• **Instructions for the task**
Exactly as written, transcribe the lines that run from the one containing "Note: for every instance of the rooftop" to the end of the records below.

** Opening Exercise data block **

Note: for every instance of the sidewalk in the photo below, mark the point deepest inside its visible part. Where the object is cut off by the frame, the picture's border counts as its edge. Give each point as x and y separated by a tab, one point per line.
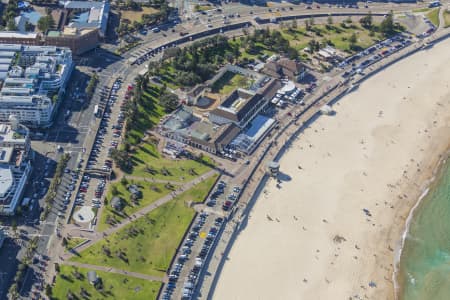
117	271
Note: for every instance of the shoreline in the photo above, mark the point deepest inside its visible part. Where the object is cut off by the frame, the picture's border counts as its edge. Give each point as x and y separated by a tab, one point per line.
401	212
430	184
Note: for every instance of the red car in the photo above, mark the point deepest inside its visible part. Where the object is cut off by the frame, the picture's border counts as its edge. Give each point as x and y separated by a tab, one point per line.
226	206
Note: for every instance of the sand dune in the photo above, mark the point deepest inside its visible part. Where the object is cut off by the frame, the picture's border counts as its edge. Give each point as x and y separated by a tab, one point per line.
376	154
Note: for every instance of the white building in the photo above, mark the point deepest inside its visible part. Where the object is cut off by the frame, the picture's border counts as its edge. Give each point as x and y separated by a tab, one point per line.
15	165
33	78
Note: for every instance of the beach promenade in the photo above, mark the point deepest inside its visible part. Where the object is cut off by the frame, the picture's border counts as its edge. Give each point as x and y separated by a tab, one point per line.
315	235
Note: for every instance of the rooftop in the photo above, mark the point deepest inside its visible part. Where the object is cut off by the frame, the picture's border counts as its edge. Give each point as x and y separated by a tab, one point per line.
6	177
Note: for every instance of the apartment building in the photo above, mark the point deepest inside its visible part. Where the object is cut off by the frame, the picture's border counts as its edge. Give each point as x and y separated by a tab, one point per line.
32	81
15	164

** Closing Exercise data block **

• **Result of this exercise**
Note: for every instance of the rooftop in the photo above, mark the point deepest inside its visible part. Where the object is cut off by the frame, the picture's border counts as its edge. Give each point as x and y separated by a tab, one point per line.
6	177
Note: for every instance of the apartment building in the photo above, mark the point deepest inside its visible part. Where the object is cut off by the frame, the picture's border counts as its edge. Give each point as x and y separated by a tab, one point per line.
32	81
15	164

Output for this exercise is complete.